- _TO BE DONE_:
- a) According to the PSLE maths text, how many questions from the past papers were tagged?
- b) Please transcribe the PSLE maths text, starting with "Everything below is" and going on through "of any result.".
- c) Go on with the PSLE maths text from its last line.

PSLE Maths by the Numbers

We read every PSLE maths paper from 2012 to 2025 and tagged 709 questions by type, topic, difficulty, and method. This page sets out what our analysis actually shows: what is tested most, what appears in every Paper 2, and whether the paper is getting harder. It is our own honest reading of past papers, never a prediction.

How to read this page

Everything below is analysis of papers that have already been sat, from 2012 to 2025. It describes what examiners have asked, not what they will ask next. The figures are our own careful interpretation, not an official Ministry of Education classification, and reasonable educators can differ at the margins. We have checked our counts and we stand behind them, but nothing here is a prediction of any future paper or a guarantee of any result.

What is the corpus behind these numbers?

- _DATA EXTRACT_:
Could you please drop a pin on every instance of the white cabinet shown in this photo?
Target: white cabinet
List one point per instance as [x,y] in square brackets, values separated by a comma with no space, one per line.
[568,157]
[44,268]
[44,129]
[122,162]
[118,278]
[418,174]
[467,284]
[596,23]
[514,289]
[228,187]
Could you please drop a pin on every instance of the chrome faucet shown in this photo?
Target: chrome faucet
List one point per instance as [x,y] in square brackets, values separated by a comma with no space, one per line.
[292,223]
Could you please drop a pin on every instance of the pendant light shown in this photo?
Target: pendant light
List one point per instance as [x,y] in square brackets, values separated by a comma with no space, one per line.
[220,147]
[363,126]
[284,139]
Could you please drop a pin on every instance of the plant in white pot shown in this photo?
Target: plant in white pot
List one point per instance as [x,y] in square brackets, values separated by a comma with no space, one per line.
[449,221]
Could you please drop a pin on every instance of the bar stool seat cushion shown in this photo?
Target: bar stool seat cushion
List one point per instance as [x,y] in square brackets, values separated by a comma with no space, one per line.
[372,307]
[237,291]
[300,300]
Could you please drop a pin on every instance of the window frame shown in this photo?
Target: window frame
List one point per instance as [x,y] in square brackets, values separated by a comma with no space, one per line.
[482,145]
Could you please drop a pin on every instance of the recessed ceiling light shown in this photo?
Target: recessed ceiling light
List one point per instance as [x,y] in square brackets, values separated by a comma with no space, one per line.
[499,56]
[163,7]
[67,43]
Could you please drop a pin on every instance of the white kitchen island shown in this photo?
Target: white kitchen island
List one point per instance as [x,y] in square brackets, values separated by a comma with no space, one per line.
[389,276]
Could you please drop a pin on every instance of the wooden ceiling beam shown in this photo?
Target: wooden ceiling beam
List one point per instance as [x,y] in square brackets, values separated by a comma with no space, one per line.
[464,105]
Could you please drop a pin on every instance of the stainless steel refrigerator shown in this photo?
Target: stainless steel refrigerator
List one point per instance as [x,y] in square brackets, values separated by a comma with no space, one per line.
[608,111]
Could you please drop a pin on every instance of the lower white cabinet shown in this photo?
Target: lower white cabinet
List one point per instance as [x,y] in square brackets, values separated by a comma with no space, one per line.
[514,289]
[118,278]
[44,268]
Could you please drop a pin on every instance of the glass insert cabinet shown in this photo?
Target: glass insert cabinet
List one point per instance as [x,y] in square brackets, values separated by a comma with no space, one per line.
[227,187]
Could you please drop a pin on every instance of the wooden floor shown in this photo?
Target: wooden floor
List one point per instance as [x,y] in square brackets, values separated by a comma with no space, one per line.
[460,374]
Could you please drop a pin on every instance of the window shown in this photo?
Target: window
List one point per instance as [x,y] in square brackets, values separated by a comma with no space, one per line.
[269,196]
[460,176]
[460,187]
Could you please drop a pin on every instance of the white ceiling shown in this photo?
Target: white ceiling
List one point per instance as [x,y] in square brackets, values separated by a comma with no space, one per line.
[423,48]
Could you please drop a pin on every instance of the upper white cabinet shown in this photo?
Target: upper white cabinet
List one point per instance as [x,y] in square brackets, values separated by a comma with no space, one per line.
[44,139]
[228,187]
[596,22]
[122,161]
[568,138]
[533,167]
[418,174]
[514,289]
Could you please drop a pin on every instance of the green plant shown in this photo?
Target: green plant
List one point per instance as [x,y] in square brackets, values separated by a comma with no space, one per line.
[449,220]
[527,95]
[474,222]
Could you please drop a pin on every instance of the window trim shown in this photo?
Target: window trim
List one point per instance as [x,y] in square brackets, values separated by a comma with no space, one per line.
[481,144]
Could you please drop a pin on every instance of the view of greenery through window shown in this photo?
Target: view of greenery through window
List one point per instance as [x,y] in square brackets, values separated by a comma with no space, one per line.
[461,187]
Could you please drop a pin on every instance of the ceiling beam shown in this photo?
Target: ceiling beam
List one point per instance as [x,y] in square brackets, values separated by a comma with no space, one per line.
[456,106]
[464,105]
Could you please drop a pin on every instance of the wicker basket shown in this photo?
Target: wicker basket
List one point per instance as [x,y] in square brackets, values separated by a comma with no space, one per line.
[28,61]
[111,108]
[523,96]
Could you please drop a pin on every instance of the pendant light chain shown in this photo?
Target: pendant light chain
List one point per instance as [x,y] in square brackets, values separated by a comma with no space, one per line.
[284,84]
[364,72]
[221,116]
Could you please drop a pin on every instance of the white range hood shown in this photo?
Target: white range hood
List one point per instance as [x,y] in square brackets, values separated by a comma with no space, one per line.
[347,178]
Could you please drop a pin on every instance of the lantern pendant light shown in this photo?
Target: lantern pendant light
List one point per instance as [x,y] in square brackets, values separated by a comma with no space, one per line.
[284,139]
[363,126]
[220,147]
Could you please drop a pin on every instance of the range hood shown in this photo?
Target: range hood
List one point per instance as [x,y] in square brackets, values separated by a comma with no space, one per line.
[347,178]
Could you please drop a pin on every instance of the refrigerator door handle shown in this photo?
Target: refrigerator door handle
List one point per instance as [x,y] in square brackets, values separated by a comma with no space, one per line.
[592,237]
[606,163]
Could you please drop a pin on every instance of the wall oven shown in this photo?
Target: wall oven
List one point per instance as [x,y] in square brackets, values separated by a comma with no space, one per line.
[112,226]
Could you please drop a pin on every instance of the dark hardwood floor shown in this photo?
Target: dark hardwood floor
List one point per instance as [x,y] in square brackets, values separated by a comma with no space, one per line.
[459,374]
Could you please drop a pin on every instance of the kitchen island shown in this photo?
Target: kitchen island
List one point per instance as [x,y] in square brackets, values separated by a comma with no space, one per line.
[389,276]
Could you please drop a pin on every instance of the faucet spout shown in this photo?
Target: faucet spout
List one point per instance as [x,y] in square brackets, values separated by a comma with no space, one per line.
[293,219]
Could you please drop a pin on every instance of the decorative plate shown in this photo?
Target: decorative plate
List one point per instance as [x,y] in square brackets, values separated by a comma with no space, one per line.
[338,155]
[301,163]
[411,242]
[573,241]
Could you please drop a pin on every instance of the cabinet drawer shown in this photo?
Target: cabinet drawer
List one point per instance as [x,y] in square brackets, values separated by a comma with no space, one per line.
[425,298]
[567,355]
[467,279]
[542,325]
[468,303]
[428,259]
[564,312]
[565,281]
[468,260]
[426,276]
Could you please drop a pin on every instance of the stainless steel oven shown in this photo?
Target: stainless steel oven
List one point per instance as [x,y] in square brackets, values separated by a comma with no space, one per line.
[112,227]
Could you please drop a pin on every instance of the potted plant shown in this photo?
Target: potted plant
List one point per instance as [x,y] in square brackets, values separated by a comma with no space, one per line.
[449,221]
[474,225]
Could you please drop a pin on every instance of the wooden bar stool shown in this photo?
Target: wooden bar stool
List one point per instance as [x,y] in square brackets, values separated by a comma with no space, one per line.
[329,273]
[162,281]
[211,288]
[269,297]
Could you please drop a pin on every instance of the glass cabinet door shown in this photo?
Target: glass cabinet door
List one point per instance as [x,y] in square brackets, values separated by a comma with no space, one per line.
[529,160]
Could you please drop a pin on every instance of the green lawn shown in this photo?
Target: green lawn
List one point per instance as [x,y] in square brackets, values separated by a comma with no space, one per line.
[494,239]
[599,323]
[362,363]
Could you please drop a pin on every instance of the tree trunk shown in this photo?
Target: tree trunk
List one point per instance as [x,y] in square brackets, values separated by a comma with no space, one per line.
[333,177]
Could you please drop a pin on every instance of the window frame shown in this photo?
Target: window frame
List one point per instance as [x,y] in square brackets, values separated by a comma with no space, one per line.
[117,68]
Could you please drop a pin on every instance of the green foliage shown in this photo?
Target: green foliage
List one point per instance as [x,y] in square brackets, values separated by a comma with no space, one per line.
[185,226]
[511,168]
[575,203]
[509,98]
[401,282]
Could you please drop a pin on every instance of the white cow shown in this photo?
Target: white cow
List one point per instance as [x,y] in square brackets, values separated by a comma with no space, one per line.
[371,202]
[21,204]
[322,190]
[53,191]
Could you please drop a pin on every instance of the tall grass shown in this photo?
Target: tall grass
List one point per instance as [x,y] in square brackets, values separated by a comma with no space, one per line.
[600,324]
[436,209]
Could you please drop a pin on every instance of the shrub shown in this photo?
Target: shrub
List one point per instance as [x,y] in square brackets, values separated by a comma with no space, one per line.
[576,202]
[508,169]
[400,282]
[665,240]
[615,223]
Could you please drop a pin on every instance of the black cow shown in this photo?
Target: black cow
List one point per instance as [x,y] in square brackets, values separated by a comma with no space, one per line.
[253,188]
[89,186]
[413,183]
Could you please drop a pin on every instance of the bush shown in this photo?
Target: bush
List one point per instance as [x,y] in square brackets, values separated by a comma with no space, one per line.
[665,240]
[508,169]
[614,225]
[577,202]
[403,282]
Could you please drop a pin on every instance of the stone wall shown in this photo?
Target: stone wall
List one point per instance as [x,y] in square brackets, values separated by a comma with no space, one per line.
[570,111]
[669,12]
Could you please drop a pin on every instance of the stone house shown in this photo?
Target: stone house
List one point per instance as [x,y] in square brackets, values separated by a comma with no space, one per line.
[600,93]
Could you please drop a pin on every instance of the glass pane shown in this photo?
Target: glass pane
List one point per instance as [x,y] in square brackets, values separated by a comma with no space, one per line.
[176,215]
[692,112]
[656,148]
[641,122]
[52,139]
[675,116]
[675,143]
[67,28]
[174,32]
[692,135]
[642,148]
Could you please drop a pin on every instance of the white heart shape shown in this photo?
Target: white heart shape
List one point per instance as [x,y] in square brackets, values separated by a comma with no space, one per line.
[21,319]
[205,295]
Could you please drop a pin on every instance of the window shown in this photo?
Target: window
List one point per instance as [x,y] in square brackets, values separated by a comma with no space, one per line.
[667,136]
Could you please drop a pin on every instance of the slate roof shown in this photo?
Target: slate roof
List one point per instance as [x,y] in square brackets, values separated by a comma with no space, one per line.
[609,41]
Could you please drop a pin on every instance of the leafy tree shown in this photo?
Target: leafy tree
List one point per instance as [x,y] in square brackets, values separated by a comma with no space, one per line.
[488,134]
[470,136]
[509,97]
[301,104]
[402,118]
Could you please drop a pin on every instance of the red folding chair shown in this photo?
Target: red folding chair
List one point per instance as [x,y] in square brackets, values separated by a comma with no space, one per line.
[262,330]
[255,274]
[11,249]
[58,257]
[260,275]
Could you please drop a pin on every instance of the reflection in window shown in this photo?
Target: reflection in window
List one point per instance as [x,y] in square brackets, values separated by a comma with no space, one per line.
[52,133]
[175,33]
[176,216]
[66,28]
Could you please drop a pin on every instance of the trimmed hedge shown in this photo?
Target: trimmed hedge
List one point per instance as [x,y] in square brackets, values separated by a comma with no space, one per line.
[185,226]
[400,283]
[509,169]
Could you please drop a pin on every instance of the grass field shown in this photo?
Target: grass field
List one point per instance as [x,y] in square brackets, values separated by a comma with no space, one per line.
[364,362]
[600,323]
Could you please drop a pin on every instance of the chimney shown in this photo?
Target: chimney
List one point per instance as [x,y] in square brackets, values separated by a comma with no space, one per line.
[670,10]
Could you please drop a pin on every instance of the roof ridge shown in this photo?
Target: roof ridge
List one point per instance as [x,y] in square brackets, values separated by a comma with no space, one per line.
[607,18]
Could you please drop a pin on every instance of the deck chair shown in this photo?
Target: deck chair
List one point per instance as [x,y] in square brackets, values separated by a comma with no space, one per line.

- _EXPECTED ANSWERS_:
- a) 709 questions.

- b)
Everything below is analysis of papers that have already been sat, from 2012 to 2025. It describes what examiners have asked, not what they will ask next. The figures are our own careful interpretation, not an official Ministry of Education classification, and reasonable educators can differ at the margins. We have checked our counts and we stand behind them, but nothing here is a prediction of any future paper or a guarantee of any result.

- c)
We tagged 709 PSLE maths questions: 664 from the 14 papers sat between 2012 and 2025, plus 45 from the MOE Specimen paper, which we count separately so no practice paper inflates a year-by-year tally. Of the 664 sat questions, 392 fit one of ten recognised problem structures and 272 are routine single-step items.

709

questions tagged, 2012 to 2025, plus the Specimen

28

real papers read, question by question

59%

of sat questions carry one of ten structures; the rest are routine

What is most tested in PSLE maths?

Across the 664 sat questions, Geometry is the single most-tested structure, appearing 87 times: about 13 in every 100 questions, and just over one in five of the structured ones. Data Handling (66) and Area and Perimeter (61) come next. These are our own typings of past papers, not an official syllabus weighting.

PSLE question structureTimes in 664 sat questions
Geometry87
Data Handling66
Area and Perimeter61
Proportion33
Volume and Rate31
Part-Whole and Comparison27
Percentage27
Number Patterns22
Gaps and Differences21
Before-Change-After17

Counts of structured questions only; 272 further questions are routine single-step items. The sparser structures near the foot of the table are more sensitive to how a question is read, so we hold their year-by-year cadence loosely.

What appears in every PSLE Paper 2?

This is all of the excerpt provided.